_Input material:_
◆ ◆ ◆
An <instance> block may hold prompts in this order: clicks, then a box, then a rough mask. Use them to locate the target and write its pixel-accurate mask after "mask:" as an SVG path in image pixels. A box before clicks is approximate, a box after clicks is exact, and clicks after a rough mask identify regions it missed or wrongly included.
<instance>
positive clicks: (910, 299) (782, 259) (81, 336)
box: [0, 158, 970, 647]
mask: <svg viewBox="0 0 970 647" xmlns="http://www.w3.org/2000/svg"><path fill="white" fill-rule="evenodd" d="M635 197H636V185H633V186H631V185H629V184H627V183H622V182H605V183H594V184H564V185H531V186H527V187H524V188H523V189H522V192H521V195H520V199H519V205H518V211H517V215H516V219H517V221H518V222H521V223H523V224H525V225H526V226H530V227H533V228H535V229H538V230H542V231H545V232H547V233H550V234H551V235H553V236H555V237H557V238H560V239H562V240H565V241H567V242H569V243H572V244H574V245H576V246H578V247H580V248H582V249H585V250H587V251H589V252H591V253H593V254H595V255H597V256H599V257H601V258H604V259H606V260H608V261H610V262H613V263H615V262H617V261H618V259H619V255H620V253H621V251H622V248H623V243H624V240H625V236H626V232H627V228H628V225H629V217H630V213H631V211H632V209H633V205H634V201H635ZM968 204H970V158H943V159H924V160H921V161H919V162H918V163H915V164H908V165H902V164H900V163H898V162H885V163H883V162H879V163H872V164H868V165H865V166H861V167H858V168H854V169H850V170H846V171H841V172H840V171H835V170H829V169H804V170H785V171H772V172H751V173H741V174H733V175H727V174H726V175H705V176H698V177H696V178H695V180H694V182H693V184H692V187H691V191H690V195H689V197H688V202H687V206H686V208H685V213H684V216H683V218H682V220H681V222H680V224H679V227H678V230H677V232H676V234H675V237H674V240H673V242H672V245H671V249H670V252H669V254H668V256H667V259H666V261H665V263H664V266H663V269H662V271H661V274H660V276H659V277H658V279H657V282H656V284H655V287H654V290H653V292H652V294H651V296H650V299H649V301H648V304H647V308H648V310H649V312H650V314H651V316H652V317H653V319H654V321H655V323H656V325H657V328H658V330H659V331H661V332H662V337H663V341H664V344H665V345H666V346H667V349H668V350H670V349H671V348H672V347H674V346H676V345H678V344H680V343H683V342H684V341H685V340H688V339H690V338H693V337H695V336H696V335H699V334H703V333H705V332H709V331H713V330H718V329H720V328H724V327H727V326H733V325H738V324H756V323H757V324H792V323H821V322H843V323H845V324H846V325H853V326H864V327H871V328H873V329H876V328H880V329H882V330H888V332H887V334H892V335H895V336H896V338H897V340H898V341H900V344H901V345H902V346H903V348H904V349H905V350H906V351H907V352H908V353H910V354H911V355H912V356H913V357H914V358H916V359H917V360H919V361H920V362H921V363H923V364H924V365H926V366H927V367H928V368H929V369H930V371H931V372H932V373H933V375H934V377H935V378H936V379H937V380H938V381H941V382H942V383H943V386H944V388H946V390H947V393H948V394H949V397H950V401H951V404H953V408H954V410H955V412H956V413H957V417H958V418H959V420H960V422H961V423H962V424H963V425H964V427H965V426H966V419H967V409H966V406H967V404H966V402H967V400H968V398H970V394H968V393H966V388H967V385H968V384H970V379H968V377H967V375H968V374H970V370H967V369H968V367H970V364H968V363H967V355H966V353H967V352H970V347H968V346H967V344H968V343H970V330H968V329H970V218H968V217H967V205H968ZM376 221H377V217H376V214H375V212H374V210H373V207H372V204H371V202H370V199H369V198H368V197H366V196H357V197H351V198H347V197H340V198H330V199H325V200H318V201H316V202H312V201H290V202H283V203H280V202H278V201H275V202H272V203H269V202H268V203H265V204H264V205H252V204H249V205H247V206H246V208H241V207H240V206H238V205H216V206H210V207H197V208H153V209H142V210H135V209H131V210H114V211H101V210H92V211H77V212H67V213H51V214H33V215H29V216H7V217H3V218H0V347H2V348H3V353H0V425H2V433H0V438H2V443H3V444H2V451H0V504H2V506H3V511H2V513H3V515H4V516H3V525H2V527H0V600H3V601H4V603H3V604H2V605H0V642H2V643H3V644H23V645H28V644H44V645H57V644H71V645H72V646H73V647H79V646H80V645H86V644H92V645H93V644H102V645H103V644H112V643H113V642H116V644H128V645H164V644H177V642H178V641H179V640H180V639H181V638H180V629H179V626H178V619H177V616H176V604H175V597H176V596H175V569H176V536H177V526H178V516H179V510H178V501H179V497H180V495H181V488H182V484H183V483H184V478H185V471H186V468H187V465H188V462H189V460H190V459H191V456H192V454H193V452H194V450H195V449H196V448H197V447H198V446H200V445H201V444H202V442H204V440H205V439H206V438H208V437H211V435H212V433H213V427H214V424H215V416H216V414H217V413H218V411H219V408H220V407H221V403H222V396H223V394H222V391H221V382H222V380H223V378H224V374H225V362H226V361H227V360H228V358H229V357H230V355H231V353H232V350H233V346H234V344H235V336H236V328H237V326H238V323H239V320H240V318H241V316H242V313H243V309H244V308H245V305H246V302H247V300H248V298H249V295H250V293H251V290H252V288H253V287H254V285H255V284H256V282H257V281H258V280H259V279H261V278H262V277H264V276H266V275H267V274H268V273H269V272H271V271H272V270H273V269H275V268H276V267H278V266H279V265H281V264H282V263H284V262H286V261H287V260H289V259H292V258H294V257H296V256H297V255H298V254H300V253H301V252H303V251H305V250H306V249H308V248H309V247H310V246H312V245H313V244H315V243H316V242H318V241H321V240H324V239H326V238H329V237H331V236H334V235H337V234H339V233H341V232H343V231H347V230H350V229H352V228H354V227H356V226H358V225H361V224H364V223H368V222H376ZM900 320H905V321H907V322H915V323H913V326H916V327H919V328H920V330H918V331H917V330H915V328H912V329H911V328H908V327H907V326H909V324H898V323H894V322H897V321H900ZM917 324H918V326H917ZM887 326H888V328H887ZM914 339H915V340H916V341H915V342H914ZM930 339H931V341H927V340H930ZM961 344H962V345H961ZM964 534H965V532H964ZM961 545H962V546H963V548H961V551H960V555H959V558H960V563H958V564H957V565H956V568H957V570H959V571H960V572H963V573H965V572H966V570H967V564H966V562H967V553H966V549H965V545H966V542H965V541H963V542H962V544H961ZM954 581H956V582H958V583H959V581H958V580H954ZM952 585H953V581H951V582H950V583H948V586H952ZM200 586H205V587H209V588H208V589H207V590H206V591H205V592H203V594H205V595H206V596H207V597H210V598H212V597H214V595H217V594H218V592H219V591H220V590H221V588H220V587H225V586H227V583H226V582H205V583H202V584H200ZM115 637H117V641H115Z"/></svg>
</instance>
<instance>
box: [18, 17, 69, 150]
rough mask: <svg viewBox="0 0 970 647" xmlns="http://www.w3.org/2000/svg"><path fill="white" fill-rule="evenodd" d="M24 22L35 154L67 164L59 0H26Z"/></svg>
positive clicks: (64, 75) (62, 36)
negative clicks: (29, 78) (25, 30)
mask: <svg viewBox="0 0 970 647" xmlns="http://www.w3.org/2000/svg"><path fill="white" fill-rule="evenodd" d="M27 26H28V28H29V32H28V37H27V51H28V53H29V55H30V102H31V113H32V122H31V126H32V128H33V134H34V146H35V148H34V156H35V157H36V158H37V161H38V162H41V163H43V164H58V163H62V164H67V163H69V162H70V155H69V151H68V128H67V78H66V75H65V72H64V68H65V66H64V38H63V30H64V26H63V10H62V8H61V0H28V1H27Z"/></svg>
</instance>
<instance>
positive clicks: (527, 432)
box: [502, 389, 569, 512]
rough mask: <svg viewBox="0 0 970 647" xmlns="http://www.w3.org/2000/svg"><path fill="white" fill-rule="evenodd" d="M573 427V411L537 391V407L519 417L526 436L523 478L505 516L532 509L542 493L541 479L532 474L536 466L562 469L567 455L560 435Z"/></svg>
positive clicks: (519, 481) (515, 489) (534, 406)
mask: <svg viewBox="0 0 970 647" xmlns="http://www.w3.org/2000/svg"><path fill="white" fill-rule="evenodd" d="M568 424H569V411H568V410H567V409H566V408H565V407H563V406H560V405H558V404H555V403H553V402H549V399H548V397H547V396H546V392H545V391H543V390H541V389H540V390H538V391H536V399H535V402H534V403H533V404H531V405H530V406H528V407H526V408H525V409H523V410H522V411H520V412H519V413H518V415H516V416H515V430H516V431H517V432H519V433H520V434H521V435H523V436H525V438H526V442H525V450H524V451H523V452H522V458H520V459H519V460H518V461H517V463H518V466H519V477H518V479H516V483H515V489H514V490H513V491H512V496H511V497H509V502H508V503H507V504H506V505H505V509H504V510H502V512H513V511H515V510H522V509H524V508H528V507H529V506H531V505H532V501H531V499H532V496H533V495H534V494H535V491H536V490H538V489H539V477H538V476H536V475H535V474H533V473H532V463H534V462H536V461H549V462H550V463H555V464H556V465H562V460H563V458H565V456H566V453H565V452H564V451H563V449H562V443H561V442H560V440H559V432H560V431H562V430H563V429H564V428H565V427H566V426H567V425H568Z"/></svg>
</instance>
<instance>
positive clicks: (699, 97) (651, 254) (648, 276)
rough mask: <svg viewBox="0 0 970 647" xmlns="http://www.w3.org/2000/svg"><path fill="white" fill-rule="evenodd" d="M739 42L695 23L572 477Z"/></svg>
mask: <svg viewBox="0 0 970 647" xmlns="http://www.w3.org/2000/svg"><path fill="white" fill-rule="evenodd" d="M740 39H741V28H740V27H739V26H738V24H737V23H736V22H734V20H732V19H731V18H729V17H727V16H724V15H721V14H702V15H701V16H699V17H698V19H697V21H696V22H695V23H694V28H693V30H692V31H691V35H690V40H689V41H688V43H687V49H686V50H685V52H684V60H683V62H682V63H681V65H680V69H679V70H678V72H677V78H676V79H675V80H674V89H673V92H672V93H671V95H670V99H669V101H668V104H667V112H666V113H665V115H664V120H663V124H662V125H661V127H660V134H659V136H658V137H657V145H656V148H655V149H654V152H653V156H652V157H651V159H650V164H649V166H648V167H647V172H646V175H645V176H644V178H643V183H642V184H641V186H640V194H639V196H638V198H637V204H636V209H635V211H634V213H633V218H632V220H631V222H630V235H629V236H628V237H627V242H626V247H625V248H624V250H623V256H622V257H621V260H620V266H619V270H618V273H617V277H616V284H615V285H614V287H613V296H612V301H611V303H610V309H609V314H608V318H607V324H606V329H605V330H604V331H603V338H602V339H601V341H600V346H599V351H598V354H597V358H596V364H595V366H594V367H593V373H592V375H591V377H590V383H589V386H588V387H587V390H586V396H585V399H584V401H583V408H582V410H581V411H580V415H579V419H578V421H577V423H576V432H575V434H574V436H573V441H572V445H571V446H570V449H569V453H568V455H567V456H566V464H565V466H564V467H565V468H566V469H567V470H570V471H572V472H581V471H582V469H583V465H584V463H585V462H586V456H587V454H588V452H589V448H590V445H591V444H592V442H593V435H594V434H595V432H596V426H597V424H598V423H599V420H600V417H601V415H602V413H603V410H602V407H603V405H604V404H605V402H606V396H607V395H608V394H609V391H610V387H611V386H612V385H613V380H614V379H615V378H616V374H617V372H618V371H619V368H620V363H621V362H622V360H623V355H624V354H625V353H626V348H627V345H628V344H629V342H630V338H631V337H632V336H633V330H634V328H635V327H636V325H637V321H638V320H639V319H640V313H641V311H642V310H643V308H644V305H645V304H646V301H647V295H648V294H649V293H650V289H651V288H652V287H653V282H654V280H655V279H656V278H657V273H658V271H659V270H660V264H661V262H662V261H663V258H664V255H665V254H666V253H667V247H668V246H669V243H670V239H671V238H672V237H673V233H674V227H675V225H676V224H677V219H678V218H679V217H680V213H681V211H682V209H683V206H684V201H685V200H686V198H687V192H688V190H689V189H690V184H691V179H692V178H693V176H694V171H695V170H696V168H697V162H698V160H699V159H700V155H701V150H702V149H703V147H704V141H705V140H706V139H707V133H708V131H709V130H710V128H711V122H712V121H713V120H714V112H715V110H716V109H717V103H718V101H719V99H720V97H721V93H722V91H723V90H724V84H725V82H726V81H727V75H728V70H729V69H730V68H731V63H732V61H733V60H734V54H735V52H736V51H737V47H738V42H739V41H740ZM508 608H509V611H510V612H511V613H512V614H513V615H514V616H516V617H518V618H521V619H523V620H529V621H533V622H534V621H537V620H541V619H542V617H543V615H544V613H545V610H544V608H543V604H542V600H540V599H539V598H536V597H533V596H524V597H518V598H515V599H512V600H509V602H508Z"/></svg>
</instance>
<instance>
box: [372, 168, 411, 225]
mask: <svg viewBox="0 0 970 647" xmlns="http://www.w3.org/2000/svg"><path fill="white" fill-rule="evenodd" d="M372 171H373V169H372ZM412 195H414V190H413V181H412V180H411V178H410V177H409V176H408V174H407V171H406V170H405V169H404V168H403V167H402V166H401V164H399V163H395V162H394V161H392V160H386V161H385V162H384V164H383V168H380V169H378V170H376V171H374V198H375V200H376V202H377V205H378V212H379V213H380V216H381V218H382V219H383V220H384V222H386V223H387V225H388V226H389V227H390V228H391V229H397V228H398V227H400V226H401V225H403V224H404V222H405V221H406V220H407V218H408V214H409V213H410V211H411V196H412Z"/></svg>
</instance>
◆ ◆ ◆
_Task goal:_ From the listing above, return every line that carries the string "positive".

_Completed task:_
positive clicks: (910, 299) (782, 259) (81, 336)
positive clicks: (64, 75) (62, 36)
positive clicks: (527, 432)
positive clicks: (519, 481) (515, 489) (534, 406)
positive clicks: (699, 97) (651, 254) (648, 276)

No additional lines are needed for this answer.